> _Your assignment_: Please copy the article about Marie Boyne in full, word for word.

------ Document text ------

A recent photo of the Boyne family, (back from left) Hugh, Leo and Christopher; (front) Evelyn, Marie, Pauline and Anne.

‘Meeting people and talking to them is a gift from God’

LOCAL LIVES WITH CIARA O'HARA

Marie Boyne was born at 1 St Laurence’s Terrace, Mullingar, almost 93 years ago, and has lived in the town ever since. “I was born in Mullingar on the 17th of May, of a Saturday night, at eight o’clock, in 1930… The house I was born in is demolished, it was a terrace of 16 houses, but now they’re all gone.”

Then Marie Holmes, she was “the youngest of six, four brothers and a sister”. “And now I’m the last of the Holmeses. My mother was from Mullingar and my daddy was from Kildare. He was reared on the Old Bog Road and I have great memories of the Old Bog Road. My grandfather died on my birthday when I was seven. But I remember him, which is wonderful. So, I have happy memories of the Old Bog Road, and I love the song of the Old Bog Road. Teresa Brayton was a teacher that taught my father. She composed ‘The Old Bog Road’.”

Marie Boyne as she approaches her 93rd birthday.

Marie’s parents, Mary Fitzpatrick and Hubert ‘Huwie’ Holmes, met in Mullingar when Hubert came to “work on the railway”, but they were married in Dartford, Kent. “Mammy went to London in 1912, the year the Titanic went out. Mammy was on the pier looking at the Titanic going out. She knew my dad before she went to live in London. And he then followed her. In 1915, they got married. After some time there, my dad wasn’t very settled in England, so they decided to come back to Mullingar.”

Marie’s brother Vincent was born in England in 1916, but the rest of the Holmes children arrived after Mary and Hubert returned to Ireland. Despite starting life in the UK, or perhaps because of it, Vincent became “very much about Irish as he grew up”. He worked in an Irish-language shop on O’Connell Street, Dublin, “where he used to sell books and all that” and married a teacher from Spiddal. “His children never spoke English till they went to school. They were brought up all Irish speaking.” Marie’s sister Liz became a hairdresser, working at Saunders on Castle Street until she married.

------ Extracted entries ------

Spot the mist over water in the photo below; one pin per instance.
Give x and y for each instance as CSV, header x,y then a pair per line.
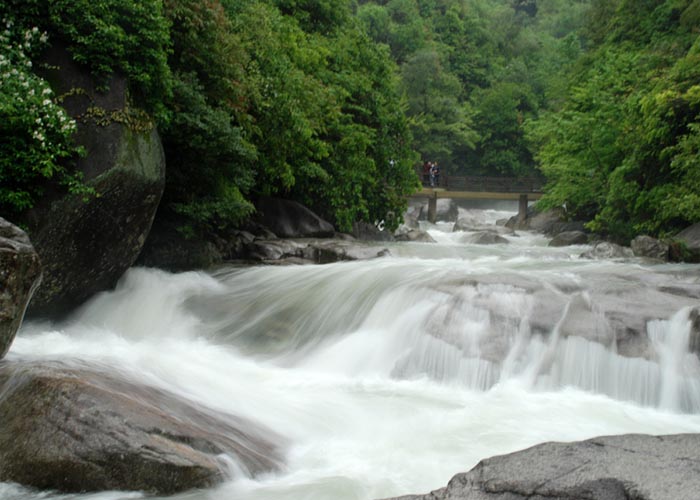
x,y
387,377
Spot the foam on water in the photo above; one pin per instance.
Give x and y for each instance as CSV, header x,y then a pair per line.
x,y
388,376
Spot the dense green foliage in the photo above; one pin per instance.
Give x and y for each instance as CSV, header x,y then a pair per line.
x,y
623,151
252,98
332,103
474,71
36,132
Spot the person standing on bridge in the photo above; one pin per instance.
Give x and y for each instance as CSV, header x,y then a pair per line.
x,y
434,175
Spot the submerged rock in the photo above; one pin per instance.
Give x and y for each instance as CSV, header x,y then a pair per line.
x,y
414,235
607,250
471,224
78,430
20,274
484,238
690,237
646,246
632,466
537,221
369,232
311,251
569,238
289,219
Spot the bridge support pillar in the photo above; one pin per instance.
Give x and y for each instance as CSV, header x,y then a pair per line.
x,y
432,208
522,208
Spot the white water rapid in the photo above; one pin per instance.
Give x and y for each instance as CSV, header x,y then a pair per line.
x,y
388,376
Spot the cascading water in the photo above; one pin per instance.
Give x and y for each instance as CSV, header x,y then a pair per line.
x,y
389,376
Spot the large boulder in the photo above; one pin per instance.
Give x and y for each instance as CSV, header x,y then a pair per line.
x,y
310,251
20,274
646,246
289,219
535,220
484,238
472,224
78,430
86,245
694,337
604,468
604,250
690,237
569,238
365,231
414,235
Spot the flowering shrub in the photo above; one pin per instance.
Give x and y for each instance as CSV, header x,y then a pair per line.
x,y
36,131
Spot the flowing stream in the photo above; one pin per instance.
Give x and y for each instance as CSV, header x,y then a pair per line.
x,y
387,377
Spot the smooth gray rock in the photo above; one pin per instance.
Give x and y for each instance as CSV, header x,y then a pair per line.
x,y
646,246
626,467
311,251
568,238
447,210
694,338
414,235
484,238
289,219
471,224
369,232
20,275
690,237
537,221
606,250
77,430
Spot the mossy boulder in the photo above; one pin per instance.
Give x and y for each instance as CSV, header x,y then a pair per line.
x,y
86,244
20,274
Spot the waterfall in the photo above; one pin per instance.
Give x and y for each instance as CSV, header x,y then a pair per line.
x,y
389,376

------
------ Extracted entries ------

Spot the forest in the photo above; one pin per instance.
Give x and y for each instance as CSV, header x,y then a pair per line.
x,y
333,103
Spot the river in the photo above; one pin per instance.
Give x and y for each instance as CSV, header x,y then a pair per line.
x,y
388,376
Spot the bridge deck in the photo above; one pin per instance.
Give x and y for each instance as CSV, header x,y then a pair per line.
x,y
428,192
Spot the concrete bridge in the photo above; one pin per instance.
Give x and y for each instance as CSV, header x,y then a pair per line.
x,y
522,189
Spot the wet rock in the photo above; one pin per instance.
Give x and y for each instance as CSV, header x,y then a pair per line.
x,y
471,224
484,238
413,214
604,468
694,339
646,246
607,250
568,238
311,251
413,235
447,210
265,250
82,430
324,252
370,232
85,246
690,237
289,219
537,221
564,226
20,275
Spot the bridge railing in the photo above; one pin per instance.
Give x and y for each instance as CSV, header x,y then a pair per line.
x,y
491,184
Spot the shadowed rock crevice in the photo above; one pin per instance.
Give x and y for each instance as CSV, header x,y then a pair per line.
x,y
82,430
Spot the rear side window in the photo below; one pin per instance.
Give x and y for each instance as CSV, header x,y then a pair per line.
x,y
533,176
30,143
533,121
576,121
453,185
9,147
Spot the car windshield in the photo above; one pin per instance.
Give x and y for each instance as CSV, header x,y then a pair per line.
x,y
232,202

------

> _Written response_:
A recent photo of the Boyne family, (back from left) Hugh, Leo and Christopher; (front) Evelyn, Marie, Pauline and Anne.

‘Meeting people and talking to them is a gift from God’

LOCAL LIVES WITH CIARA O'HARA

Marie Boyne was born at 1 St Laurence’s Terrace, Mullingar, almost 93 years ago, and has lived in the town ever since. “I was born in Mullingar on the 17th of May, of a Saturday night, at eight o’clock, in 1930… The house I was born in is demolished, it was a terrace of 16 houses, but now they’re all gone.”

Then Marie Holmes, she was “the youngest of six, four brothers and a sister”. “And now I’m the last of the Holmeses. My mother was from Mullingar and my daddy was from Kildare. He was reared on the Old Bog Road and I have great memories of the Old Bog Road. My grandfather died on my birthday when I was seven. But I remember him, which is wonderful. So, I have happy memories of the Old Bog Road, and I love the song of the Old Bog Road. Teresa Brayton was a teacher that taught my father. She composed ‘The Old Bog Road’.”

Marie Boyne as she approaches her 93rd birthday.

Marie’s parents, Mary Fitzpatrick and Hubert ‘Huwie’ Holmes, met in Mullingar when Hubert came to “work on the railway”, but they were married in Dartford, Kent. “Mammy went to London in 1912, the year the Titanic went out. Mammy was on the pier looking at the Titanic going out. She knew my dad before she went to live in London. And he then followed her. In 1915, they got married. After some time there, my dad wasn’t very settled in England, so they decided to come back to Mullingar.”

Marie’s brother Vincent was born in England in 1916, but the rest of the Holmes children arrived after Mary and Hubert returned to Ireland. Despite starting life in the UK, or perhaps because of it, Vincent became “very much about Irish as he grew up”. He worked in an Irish-language shop on O’Connell Street, Dublin, “where he used to sell books and all that” and married a teacher from Spiddal. “His children never spoke English till they went to school. They were brought up all Irish speaking.” Marie’s sister Liz became a hairdresser, working at Saunders on Castle Street until she married.